* TASK *
Copy all lines in the data that contain the string "form".

* MATERIAL FOR THIS EXERCISE *
++++++
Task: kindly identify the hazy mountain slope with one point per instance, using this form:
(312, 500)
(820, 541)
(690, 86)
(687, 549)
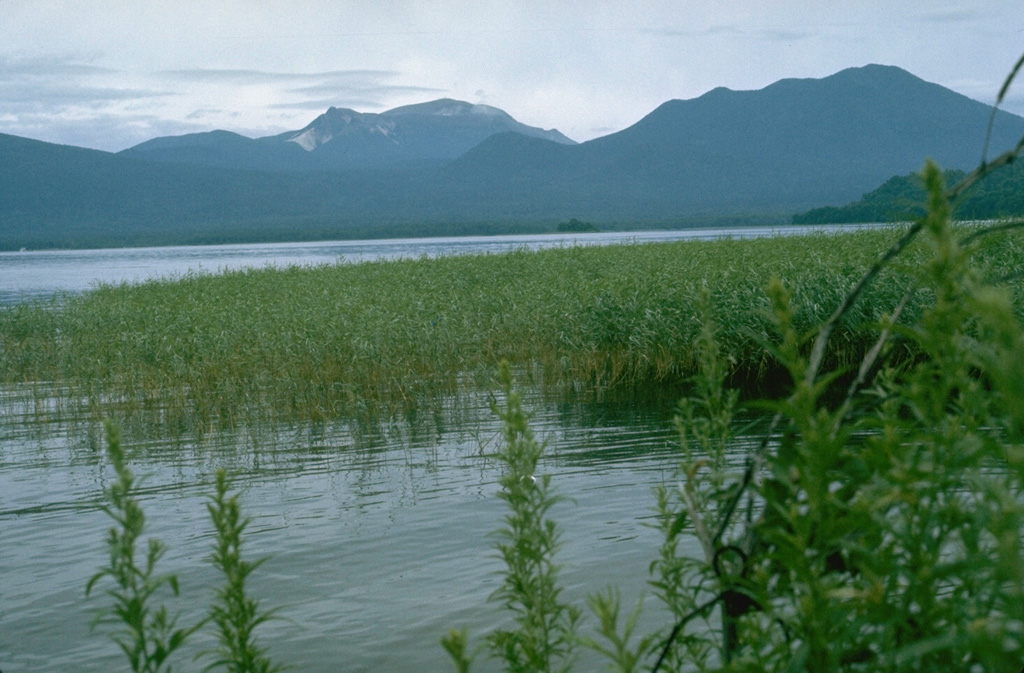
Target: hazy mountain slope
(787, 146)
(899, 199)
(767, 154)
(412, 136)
++++++
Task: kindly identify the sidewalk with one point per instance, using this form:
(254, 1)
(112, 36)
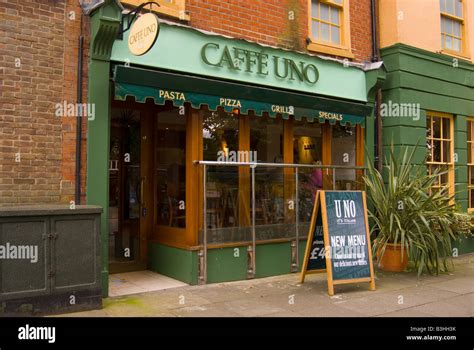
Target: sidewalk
++++++
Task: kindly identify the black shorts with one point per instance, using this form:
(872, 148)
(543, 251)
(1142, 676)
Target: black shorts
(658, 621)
++++++
* EXPECTED ANSWER *
Task: kindly identify the hazy mountain slope with one point per instance, using this form:
Task: kindly identify the sidewalk with one point per instance, using this form:
Task: kindly identify the black shorts with one point per instance, using this form:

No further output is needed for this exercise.